* [To be done]
Copy only the lines from the one containing "Find the green" through the final line of the records below, exactly as written, with no pictures.

* [Records for the task]
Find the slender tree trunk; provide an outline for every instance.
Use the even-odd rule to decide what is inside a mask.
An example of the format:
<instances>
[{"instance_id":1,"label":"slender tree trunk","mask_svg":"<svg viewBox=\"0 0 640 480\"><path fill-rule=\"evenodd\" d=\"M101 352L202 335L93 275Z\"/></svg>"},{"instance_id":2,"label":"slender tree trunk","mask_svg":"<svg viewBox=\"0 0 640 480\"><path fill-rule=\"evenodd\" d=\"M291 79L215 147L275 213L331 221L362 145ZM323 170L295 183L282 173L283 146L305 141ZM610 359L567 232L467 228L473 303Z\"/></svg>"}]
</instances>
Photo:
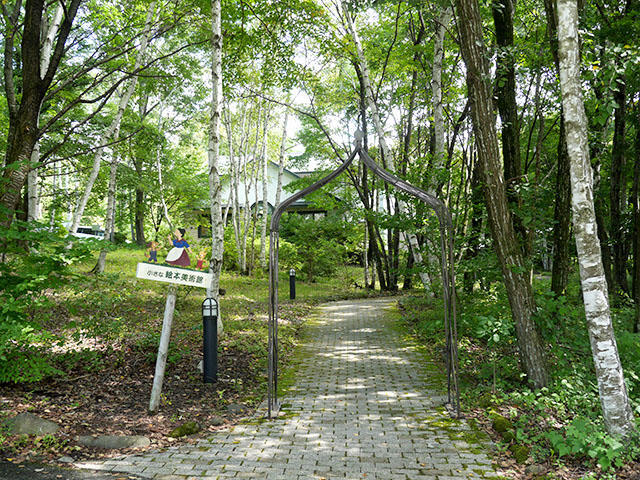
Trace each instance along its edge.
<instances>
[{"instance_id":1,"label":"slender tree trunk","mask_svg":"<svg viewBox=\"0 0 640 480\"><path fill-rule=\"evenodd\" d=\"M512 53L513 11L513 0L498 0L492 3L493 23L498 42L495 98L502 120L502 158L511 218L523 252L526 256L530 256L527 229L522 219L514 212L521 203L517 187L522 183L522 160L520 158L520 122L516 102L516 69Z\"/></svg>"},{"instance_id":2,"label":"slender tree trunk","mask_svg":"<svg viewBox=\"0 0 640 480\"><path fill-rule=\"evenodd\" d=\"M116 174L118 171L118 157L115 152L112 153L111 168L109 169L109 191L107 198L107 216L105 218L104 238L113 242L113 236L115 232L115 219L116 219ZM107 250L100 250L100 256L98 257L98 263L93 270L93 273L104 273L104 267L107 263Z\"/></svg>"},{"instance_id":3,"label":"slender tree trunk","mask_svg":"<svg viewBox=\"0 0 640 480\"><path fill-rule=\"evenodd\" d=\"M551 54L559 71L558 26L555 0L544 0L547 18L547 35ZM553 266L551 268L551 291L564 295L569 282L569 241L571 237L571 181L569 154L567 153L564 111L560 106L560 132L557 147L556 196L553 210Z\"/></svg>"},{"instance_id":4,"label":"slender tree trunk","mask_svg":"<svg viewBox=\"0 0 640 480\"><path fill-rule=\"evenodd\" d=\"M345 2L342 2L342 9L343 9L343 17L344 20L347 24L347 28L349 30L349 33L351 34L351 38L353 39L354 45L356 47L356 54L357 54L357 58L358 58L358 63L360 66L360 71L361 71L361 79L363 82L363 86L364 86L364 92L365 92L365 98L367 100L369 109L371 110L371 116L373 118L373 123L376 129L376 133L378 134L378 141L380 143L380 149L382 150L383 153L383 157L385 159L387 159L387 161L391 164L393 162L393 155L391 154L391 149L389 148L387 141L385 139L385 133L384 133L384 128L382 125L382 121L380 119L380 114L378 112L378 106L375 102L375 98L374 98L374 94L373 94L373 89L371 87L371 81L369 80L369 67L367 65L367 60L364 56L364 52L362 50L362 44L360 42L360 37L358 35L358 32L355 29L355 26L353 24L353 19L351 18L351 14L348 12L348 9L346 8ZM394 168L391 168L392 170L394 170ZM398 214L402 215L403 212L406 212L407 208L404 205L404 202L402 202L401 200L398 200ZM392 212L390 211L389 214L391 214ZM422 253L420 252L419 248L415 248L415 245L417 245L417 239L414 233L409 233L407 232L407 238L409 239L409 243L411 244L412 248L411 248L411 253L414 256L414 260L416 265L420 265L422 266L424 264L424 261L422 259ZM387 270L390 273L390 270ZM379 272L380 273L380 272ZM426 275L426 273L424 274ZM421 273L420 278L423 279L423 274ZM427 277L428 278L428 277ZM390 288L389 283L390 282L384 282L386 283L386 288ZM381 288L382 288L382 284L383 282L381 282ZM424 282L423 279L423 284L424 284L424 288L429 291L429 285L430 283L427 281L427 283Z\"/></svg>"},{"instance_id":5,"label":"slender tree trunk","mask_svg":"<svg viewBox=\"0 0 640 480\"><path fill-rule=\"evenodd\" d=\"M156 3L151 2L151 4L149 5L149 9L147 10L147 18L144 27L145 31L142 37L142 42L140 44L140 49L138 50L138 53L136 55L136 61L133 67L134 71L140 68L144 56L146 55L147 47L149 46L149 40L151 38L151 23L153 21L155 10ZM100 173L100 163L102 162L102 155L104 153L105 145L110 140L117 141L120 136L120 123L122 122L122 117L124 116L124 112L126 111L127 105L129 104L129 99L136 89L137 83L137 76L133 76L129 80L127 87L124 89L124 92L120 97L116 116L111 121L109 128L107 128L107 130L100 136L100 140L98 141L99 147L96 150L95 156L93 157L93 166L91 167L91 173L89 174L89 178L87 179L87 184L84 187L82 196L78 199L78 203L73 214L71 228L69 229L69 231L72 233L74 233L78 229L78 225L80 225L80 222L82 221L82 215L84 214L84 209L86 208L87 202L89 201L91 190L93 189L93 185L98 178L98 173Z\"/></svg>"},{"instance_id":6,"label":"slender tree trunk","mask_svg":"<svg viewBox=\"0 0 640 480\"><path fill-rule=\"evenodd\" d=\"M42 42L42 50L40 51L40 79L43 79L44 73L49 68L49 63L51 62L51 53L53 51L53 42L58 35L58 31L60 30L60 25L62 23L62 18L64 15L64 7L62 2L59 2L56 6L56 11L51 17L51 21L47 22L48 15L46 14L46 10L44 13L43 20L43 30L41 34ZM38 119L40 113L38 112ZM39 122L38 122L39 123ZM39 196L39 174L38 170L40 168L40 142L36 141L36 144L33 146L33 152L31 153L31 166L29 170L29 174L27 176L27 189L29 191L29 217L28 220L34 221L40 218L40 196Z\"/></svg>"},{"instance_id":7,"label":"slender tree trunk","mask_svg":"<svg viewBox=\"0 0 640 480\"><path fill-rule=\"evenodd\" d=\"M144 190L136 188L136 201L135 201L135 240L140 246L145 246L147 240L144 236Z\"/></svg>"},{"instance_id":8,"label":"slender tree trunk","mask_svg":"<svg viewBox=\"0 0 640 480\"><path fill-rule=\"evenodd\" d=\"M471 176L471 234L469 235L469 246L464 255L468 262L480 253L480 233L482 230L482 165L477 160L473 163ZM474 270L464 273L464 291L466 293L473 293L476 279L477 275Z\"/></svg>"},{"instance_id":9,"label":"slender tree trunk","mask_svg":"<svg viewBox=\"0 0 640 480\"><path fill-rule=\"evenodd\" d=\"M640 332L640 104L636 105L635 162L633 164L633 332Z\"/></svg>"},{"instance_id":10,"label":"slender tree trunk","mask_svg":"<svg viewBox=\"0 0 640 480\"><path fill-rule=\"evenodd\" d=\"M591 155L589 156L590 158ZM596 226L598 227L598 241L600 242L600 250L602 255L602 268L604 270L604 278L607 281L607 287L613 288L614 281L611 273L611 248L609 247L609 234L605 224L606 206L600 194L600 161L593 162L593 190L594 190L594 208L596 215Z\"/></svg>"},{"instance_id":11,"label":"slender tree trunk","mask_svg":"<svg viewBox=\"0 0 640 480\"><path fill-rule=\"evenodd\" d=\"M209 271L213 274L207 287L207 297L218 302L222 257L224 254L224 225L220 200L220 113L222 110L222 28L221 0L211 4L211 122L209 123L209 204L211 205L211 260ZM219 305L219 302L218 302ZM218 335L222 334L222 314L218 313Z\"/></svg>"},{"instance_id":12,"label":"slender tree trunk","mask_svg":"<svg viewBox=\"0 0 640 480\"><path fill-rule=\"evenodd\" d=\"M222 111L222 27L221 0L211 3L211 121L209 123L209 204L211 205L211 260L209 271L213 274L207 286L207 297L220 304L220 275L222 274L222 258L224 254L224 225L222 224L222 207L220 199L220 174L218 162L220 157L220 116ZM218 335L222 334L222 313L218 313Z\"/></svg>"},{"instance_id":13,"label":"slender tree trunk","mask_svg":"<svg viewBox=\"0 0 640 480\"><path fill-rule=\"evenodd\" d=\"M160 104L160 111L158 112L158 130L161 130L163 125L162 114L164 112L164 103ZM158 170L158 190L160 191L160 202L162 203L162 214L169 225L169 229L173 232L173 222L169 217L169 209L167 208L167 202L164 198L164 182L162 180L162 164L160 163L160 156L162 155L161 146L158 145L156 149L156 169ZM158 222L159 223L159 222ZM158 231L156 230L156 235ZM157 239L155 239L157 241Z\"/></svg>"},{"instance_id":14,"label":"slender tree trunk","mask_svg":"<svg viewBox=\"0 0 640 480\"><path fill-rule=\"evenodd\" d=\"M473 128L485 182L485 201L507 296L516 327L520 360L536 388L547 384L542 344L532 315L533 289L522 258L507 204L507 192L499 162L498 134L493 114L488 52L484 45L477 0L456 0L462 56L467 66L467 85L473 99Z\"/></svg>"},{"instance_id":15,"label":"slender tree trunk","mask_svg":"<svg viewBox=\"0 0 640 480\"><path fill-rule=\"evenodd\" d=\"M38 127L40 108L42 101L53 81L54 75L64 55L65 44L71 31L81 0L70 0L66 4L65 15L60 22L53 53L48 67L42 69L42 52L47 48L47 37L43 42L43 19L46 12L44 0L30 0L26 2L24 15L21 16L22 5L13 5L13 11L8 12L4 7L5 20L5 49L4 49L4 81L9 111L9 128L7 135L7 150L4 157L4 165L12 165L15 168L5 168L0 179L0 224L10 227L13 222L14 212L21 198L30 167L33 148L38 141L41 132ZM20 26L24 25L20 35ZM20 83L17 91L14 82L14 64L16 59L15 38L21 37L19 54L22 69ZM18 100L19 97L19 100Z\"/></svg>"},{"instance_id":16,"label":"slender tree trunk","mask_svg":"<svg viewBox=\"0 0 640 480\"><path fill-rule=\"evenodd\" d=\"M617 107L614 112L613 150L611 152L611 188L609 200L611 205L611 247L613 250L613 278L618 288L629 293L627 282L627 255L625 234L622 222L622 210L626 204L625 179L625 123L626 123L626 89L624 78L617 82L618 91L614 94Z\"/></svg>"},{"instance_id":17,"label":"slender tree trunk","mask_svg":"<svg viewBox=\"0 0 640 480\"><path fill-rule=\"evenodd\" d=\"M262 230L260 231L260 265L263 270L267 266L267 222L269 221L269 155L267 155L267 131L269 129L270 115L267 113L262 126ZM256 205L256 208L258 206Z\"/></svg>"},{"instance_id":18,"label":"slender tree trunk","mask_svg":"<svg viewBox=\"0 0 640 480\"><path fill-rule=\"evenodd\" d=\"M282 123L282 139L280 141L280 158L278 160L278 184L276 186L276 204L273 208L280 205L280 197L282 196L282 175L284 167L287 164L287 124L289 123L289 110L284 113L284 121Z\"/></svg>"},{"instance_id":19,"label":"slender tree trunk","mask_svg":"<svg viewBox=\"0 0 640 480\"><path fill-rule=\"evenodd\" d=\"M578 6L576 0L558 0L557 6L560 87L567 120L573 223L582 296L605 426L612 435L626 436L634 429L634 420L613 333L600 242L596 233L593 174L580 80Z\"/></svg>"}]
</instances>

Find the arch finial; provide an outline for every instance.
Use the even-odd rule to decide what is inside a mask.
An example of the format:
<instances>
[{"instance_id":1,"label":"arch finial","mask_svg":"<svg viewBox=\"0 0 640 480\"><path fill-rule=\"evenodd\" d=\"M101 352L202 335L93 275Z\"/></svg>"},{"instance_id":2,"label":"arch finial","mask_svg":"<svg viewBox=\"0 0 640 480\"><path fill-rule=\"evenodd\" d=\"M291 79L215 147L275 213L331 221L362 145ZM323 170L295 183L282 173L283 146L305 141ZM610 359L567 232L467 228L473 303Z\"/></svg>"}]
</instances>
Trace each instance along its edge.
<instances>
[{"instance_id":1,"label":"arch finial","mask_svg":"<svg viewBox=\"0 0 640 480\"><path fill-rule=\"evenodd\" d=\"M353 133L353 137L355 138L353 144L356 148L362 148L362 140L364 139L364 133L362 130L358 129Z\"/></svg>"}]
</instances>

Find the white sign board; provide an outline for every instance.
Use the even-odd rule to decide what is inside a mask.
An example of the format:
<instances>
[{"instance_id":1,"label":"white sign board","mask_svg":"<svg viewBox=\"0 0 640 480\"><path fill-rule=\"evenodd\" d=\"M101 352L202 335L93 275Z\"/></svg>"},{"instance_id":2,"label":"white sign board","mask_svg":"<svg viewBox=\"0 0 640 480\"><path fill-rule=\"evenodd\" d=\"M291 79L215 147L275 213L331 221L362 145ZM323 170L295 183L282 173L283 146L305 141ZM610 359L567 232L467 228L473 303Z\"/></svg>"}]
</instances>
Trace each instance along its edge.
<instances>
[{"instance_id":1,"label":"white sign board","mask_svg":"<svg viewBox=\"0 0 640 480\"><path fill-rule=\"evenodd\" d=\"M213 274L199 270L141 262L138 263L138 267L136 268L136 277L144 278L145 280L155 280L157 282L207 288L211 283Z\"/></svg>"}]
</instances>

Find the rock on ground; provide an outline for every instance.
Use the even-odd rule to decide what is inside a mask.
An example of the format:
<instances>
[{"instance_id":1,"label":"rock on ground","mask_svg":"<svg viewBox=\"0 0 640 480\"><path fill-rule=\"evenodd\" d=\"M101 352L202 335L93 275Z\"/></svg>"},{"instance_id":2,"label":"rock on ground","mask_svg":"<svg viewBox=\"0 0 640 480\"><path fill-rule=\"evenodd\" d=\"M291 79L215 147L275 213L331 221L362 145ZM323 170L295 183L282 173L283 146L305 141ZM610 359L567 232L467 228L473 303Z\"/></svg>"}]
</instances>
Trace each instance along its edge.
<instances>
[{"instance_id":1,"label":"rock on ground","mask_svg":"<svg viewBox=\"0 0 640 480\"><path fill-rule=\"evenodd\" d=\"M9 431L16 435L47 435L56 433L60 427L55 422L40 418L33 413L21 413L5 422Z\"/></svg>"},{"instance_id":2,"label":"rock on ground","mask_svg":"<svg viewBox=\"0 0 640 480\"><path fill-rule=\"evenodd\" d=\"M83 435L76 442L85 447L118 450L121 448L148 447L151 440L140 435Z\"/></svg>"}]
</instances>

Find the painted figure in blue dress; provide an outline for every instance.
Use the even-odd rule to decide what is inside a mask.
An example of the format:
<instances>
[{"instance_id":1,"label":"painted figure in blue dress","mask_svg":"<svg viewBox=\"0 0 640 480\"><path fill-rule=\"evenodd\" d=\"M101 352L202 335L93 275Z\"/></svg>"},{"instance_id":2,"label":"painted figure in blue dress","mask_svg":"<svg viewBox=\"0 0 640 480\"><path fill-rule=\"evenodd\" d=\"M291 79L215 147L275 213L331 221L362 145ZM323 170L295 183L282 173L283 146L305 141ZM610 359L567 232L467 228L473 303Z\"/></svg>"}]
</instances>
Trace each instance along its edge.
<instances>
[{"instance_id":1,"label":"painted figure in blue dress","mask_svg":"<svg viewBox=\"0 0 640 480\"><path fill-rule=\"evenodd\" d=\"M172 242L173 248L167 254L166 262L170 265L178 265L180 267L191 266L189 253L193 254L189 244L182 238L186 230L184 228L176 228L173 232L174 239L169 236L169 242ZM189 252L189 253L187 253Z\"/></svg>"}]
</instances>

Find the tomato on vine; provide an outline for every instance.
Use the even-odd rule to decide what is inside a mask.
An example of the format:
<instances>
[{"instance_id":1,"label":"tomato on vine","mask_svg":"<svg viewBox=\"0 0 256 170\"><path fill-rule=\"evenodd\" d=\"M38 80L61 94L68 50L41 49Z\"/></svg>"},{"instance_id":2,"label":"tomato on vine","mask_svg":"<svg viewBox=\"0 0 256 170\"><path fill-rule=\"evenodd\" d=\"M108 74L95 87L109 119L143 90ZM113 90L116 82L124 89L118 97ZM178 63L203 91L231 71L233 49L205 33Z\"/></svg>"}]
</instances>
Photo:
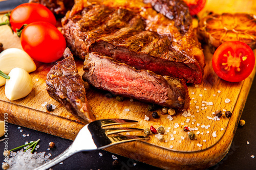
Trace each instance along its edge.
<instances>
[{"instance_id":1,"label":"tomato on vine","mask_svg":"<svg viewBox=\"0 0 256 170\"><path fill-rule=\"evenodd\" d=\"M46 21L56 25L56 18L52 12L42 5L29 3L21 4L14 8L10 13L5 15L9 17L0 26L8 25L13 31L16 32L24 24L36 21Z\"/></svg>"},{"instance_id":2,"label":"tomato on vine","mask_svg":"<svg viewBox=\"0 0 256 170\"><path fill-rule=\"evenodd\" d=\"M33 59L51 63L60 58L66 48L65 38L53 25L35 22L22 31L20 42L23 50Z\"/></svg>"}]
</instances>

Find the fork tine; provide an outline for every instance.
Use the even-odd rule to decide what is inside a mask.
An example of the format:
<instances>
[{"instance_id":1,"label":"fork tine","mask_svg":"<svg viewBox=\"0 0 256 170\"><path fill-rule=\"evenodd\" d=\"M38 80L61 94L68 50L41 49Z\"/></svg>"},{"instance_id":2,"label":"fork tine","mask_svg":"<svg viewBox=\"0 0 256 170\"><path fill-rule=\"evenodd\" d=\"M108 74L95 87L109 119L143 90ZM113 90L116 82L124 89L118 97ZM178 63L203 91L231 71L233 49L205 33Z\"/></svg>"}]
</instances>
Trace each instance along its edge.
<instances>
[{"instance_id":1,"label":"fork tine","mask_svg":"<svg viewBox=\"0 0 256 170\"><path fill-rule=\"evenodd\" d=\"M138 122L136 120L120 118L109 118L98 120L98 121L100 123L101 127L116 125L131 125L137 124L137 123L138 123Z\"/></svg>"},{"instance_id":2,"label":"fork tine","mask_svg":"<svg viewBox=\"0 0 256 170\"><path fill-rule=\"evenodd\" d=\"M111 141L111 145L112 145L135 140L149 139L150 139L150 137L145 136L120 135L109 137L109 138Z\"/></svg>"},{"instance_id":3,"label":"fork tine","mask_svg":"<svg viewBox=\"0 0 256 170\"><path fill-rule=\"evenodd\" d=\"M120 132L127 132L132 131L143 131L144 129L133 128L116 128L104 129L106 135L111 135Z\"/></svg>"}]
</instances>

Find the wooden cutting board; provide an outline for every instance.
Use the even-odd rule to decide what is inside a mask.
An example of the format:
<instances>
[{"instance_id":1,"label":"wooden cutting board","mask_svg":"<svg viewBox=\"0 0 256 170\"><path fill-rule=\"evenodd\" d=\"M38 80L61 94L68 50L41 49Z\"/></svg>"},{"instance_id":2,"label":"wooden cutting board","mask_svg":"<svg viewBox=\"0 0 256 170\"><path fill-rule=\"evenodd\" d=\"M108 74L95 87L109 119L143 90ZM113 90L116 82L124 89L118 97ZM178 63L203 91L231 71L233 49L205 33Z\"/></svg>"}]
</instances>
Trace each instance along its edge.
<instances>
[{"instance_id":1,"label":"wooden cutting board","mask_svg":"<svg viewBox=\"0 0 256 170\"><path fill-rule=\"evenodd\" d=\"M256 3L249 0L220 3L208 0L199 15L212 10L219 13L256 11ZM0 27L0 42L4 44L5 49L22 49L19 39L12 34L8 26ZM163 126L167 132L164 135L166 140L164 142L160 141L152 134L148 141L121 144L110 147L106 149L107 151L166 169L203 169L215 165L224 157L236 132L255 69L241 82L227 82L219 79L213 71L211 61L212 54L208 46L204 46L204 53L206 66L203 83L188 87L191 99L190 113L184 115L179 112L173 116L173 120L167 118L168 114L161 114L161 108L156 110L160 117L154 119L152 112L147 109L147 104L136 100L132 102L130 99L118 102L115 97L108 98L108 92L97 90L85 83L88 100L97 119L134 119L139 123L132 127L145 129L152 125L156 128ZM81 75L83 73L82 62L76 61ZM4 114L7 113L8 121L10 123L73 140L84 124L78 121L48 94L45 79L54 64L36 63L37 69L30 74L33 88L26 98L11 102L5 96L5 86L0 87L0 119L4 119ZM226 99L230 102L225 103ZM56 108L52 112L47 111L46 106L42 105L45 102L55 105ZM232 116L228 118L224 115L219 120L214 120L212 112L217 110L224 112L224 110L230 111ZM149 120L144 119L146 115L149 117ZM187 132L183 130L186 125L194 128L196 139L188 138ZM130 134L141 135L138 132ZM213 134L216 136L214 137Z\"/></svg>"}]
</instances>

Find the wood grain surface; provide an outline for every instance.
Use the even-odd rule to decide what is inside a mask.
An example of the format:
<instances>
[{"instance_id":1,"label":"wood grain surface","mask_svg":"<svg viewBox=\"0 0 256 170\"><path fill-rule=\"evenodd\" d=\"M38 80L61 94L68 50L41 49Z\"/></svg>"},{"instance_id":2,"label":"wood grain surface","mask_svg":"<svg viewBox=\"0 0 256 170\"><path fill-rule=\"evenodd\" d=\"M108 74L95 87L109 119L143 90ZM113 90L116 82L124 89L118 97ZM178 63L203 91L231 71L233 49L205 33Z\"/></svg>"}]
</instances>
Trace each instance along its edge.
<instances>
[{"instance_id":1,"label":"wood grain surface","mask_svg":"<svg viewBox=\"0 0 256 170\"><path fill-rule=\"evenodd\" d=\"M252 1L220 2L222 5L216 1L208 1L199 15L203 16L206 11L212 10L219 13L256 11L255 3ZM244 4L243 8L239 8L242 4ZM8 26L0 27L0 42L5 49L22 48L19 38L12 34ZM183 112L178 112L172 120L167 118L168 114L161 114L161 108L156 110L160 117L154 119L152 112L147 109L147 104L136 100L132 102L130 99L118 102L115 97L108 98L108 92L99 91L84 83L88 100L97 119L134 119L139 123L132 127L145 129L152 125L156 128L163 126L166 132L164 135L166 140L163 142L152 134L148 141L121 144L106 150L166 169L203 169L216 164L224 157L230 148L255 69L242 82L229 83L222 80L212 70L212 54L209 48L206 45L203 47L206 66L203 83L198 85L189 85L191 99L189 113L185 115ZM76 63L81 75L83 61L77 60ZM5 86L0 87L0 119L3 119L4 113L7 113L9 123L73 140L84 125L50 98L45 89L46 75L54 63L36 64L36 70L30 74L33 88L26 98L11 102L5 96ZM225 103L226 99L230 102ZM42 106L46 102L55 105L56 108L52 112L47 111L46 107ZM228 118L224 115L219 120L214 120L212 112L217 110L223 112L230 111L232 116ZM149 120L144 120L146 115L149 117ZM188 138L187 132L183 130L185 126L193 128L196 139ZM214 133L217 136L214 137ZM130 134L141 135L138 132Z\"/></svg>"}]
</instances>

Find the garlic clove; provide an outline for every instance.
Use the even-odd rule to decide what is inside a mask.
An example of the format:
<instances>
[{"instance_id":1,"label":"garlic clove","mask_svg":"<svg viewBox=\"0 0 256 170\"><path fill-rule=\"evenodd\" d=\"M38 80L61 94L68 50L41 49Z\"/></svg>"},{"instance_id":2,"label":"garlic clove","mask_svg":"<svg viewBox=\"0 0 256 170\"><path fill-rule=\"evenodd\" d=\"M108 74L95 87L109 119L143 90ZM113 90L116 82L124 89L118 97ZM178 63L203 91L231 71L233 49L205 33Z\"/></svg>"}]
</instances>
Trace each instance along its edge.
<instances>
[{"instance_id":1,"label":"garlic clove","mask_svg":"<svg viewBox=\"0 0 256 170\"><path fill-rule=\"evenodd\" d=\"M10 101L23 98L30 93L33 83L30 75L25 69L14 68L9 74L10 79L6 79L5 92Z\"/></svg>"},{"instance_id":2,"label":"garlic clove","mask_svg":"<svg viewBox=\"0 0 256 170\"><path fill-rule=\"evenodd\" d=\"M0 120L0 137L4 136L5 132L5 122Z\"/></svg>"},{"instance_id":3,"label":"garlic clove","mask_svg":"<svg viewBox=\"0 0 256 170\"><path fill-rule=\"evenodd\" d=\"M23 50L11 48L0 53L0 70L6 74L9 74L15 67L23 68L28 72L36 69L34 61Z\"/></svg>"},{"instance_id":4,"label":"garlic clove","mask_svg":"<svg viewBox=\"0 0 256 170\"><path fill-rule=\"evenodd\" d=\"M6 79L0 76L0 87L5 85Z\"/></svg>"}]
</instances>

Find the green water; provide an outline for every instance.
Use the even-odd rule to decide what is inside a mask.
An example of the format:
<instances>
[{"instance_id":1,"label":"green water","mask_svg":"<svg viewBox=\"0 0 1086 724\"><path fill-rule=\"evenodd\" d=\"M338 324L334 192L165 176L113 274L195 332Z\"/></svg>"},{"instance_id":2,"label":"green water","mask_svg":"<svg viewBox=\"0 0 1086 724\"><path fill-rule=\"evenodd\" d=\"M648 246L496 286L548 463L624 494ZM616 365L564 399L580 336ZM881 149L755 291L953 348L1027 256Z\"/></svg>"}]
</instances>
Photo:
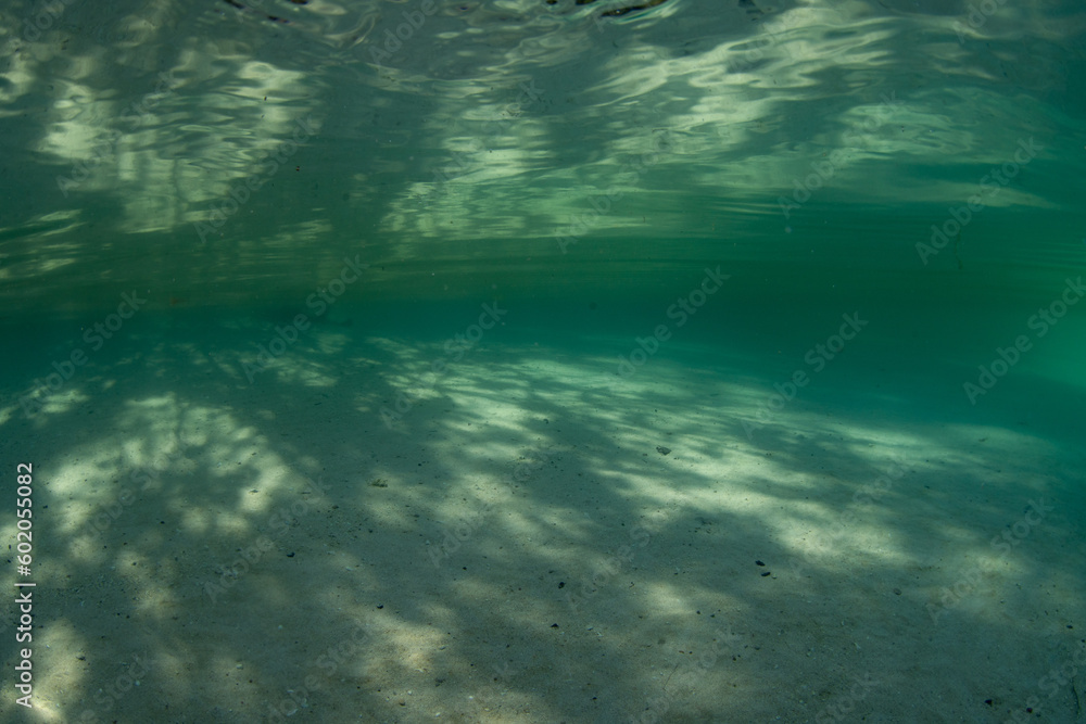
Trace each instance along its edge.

* [Exercise answer]
Find the green water; provide an outline for every instance.
Use the even-odd rule to decide what is inside a mask.
An example of the format:
<instances>
[{"instance_id":1,"label":"green water","mask_svg":"<svg viewBox=\"0 0 1086 724\"><path fill-rule=\"evenodd\" d=\"M338 324L334 192L165 176L113 274L195 332Z\"/></svg>"},{"instance_id":2,"label":"green water","mask_svg":"<svg viewBox=\"0 0 1086 724\"><path fill-rule=\"evenodd\" d=\"M648 246L496 286L548 463L624 494ZM616 365L564 399L580 336ZM881 149L755 291L953 348L1027 256Z\"/></svg>"}]
</instances>
Photo:
Trace each instance along its edge.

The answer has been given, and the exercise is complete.